## PAGE

FAIR Legislative Update May 14, 2012
The House Judiciary Committee on Tuesday passed 17-15 the House’s version of the Violence Against Women Reauthorization Act (VAWA), H.R. 4970. House Majority Leader Eric Cantor indicated that the House intends to vote on the legislation this Wednesday, May 16. (The Hill, May 10, 2012; House Weekly Schedule)
H.R. 4970, introduced by Rep. Sandy Adams (R-FL), differs from the recently passed Senate version in several ways. First, the House version does not include an increase in U visas. The Senate version, S. 1925, includes a provision that increases the number of U visas granted annually from 10,000 (the current ceiling) to 15,000, until all unused U visas since 2006 are recaptured. (S. 1925 at § 805; see also FAIR Legislative Update, May 1, 2012) The U visa to allows aliens who have suffered substantial physical or mental abuse as a victim of domestic violence, rape, or certain other crimes to obtain temporary legal status if they help law enforcement prosecute those crimes. (INA § 101(a)(15)(U); see FAIR’s U Visa Policy Statement, Mar. 21, 2012) An alien can obtain a U visa regardless of legal status, remain in the country for four-years at a time, receive work authorization, and become eligible for a green card after three years. (INA § 214(p); USCIS Website on U visas)

## RAW DATA
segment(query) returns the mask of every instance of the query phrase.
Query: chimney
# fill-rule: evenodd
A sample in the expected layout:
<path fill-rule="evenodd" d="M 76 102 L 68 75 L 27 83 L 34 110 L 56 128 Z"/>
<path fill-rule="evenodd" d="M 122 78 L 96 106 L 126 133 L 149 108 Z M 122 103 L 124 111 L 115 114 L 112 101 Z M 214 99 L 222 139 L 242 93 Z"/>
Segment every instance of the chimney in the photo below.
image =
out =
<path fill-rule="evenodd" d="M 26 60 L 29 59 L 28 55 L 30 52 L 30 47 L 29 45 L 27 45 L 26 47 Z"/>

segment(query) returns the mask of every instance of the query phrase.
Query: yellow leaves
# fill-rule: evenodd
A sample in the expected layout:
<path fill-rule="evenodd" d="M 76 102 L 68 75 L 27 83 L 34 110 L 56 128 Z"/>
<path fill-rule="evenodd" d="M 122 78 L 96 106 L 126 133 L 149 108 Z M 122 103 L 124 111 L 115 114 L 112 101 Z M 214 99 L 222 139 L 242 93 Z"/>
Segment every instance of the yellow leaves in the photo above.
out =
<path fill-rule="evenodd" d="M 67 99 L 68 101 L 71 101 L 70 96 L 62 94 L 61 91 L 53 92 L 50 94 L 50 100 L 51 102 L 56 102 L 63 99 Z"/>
==
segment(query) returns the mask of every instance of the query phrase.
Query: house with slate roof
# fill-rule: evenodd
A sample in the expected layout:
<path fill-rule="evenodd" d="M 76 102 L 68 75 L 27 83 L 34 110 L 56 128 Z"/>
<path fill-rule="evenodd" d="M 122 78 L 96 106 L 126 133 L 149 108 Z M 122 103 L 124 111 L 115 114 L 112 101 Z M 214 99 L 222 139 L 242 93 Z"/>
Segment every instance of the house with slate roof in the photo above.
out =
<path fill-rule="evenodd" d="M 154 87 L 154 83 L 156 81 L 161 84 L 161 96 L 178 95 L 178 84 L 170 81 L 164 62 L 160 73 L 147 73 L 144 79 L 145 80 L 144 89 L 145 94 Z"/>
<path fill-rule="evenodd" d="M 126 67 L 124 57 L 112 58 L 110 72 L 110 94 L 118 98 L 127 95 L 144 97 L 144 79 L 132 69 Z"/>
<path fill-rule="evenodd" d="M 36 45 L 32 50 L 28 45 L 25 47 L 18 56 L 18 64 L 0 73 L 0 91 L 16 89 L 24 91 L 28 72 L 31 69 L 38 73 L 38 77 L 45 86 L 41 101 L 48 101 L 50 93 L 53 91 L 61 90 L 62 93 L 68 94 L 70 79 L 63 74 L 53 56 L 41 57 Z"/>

## WHAT TO DO
Extend the legislative update on the House and Senate versions of the Violence Against Women Reauthorization Act, starting after its last sentence. The material comes from a separate source and is unrelated to the text.

## RESULT OF THE EXERCISE
Next, H.R. 4970 takes steps toward improving the U visa program. Under current law, an alien must only be likely to help federal, state, or local law authorities in investigating or prosecuting the perpetrator. H.R. 4970 would require the alien petitioning for a U visa to have already “provided” information that will assist law enforcement in identifying the perpetrator of the crime in order to qualify for the visa. (H.R. 4970 at § 2)
Finally, H.R. 4970 includes provisions to make the U visa a true temporary non-immigrant visa. (Id. at § 806) First, it removes a provision from federal law that allows aliens to obtain legal permanent residency simply by being in the country for three-years on a U visa if the DHS Secretary deems it is in the public interest, or necessary for humanitarian reasons or family unity, to grant them a green card. (See INA § 245(m)) Second, it amends current law to prevent aliens from extending the temporary four-year visa period by an additional four-years. (See INA § 214(p)(6))
The House Judiciary Committee also adopted several immigration-related amendments to H.R. 4970. These include:
- Amendment by Rep. Mel Watt (D-NC): Effectively strikes the requirement that an alien seeking a U visa must report within 60 days the crime for which they claim to be a victim. Current law does not require aliens to report crimes within a certain period.
- Amendment #8 by Rep. Sandy Adams (R-FL): Requires Homeland Security to report to Congress the types and frequency of crimes resulting in the granting of U visas.
- Amendment #9 by Rep. Trey Gowdy (R-SC): Expands the types of evidence that DHS may consider when determining whether to deport an alien for committing a crime of violence.
The House is expected to pass H.R. 4970, leaving the battle over the Senate immigration provisions to conference committee, where members of both bodies will reconcile the House and Senate versions. Stay tuned to FAIR for updates…
On Thursday, the House of Representatives passed several key immigration measures as part of broader bills.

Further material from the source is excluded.